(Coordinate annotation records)
▬▬▬
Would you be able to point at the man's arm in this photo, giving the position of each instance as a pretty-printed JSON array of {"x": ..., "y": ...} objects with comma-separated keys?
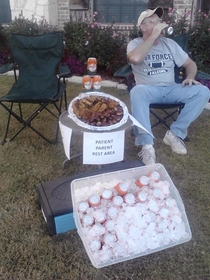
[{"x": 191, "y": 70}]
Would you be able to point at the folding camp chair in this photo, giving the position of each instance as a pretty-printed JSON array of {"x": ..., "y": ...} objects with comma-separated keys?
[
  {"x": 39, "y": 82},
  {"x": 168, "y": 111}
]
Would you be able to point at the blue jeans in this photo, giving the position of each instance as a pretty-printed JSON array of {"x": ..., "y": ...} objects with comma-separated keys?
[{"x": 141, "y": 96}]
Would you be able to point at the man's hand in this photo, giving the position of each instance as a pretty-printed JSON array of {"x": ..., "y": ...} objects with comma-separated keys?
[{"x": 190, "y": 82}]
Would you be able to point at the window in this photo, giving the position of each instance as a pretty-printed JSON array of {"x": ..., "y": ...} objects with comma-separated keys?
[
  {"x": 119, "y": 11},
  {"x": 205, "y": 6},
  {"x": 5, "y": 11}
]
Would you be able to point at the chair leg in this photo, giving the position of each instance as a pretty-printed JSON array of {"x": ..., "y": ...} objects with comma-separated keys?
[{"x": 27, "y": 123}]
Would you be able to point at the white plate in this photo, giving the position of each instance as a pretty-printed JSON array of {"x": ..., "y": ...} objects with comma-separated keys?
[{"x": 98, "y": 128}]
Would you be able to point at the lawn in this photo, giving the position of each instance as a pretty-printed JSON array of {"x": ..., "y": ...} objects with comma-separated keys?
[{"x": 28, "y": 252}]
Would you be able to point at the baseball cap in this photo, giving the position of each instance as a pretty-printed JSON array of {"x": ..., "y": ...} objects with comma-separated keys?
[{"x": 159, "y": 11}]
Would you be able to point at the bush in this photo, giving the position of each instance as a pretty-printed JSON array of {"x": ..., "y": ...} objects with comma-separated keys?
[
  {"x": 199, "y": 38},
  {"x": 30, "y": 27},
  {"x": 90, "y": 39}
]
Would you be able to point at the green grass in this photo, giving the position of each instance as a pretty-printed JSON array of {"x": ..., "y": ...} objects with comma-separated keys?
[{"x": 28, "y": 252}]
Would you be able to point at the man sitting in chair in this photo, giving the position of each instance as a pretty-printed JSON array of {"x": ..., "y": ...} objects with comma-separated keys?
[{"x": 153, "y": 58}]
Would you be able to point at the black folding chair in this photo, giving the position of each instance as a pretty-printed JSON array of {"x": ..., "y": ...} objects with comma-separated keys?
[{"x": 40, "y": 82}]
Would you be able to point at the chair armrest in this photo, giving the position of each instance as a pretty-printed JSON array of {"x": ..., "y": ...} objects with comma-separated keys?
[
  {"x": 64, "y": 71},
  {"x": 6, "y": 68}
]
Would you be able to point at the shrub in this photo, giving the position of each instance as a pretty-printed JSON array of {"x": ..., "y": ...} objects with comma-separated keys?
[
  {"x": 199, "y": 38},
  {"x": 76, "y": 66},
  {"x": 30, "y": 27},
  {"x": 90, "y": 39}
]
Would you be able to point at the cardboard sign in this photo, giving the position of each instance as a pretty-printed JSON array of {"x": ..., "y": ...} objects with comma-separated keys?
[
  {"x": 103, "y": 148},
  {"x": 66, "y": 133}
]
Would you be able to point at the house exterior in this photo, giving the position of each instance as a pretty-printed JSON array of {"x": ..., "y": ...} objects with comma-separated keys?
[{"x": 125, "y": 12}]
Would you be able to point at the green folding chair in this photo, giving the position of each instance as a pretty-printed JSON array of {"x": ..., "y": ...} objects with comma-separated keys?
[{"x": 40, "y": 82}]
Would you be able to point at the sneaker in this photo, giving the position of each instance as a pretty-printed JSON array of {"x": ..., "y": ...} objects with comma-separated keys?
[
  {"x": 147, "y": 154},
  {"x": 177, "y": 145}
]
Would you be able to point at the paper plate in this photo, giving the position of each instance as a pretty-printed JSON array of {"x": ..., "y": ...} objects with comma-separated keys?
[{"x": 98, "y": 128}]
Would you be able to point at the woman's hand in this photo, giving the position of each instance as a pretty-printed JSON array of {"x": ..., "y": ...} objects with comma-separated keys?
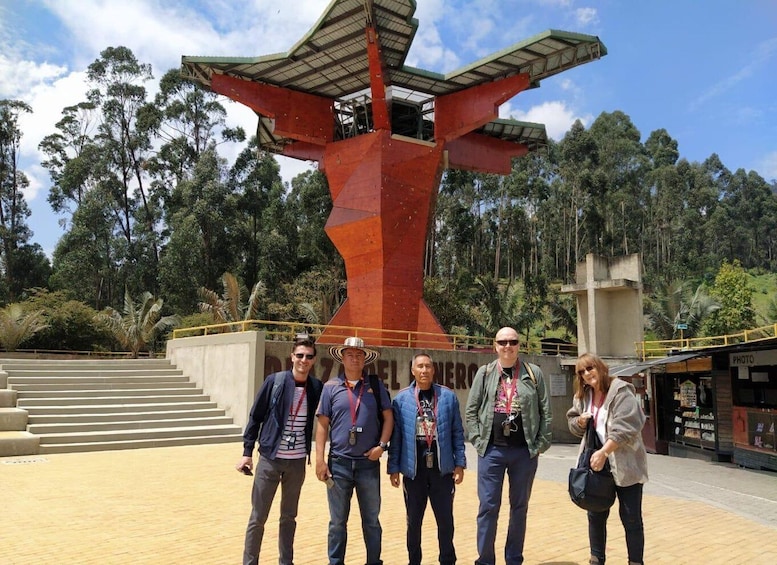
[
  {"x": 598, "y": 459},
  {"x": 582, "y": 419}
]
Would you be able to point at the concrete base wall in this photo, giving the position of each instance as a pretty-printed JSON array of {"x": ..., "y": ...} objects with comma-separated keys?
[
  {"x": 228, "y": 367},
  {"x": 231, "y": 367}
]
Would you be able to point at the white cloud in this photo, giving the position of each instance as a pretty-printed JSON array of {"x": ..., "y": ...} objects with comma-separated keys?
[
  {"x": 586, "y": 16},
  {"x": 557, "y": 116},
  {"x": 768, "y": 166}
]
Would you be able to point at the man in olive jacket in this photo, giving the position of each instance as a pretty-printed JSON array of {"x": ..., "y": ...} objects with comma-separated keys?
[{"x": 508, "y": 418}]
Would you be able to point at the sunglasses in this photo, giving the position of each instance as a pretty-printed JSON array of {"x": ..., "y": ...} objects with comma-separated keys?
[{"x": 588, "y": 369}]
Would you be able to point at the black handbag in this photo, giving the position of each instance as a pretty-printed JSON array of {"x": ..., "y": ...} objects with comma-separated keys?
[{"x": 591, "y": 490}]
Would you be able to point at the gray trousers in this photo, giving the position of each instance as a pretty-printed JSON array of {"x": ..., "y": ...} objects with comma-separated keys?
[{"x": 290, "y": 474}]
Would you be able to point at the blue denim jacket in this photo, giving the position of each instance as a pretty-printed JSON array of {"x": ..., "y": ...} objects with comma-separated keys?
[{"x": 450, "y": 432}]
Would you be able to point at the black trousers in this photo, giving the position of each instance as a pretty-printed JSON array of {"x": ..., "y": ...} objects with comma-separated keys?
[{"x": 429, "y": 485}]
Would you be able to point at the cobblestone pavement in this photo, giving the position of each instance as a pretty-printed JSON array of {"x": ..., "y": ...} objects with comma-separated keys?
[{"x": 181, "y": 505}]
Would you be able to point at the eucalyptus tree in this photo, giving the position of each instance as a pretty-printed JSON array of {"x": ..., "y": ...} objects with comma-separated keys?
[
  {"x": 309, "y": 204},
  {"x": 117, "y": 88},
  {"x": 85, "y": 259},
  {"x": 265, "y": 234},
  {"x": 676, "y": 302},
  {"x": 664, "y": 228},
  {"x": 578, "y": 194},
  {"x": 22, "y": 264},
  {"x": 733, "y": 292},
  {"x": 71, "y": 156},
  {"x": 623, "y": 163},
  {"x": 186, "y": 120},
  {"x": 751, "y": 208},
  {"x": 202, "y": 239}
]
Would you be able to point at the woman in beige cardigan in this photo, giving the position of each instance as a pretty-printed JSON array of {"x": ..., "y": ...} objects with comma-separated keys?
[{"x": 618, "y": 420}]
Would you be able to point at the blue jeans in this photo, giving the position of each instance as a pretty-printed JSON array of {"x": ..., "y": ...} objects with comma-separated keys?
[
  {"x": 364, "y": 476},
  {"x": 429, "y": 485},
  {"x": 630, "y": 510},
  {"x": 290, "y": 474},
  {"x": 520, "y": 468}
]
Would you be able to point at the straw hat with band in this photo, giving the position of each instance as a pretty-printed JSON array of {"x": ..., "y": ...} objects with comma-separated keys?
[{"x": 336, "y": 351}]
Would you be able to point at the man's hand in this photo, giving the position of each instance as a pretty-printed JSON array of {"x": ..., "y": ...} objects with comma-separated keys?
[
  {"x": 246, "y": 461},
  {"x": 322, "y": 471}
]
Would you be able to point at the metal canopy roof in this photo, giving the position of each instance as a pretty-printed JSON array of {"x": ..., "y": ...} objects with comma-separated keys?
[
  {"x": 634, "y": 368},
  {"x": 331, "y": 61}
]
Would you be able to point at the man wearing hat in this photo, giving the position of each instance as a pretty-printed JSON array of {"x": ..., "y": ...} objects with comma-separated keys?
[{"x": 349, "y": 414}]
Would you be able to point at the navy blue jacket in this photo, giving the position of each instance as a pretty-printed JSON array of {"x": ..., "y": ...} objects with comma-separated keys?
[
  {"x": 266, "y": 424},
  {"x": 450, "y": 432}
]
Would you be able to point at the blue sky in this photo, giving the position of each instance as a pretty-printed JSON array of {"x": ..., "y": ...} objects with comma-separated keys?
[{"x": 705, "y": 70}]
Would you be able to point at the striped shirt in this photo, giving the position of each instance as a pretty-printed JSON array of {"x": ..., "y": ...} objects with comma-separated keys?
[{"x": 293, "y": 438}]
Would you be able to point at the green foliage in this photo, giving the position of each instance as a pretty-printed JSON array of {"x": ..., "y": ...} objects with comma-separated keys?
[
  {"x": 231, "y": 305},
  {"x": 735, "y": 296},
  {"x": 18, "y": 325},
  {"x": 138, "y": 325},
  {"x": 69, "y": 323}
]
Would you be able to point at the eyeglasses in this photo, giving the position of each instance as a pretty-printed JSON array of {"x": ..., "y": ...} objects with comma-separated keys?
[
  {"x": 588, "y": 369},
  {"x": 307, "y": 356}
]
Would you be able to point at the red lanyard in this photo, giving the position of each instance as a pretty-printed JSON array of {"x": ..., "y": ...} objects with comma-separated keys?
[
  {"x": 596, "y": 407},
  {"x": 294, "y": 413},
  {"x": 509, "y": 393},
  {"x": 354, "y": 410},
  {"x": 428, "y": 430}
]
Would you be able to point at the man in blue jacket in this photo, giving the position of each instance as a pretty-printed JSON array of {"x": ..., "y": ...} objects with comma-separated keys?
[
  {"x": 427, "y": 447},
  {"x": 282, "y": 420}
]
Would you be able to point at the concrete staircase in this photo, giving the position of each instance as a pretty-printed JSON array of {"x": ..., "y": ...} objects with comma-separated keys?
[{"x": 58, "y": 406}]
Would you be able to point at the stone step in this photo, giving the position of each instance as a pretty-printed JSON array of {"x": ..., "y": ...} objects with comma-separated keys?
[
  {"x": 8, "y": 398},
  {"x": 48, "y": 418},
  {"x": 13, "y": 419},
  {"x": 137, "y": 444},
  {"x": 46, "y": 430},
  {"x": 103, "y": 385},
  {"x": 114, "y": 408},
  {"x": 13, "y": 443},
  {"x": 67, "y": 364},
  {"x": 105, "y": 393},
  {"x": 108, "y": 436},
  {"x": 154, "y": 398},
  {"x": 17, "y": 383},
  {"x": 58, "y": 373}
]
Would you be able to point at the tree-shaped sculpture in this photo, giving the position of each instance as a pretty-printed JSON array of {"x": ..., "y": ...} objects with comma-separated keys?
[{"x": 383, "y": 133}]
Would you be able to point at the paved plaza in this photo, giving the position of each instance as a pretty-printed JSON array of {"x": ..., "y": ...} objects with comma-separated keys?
▬▬▬
» Task directions:
In the records above, return only the line that contains "Would you be able to point at the tree-shaped" and every line after it through the last, exactly as they appear.

» Solved problem:
Would you be able to point at the tree-shaped sculpture in this photo, giving the position of each instance as a pretty-printed JSON array of {"x": ..., "y": ...} objects with comma-separated keys?
[{"x": 383, "y": 133}]
Would you be able to point at the paved plaza in this photo, giving the position of each instance as a pretty-printed JSON array of {"x": ..., "y": ...} objects with comma-separated keys?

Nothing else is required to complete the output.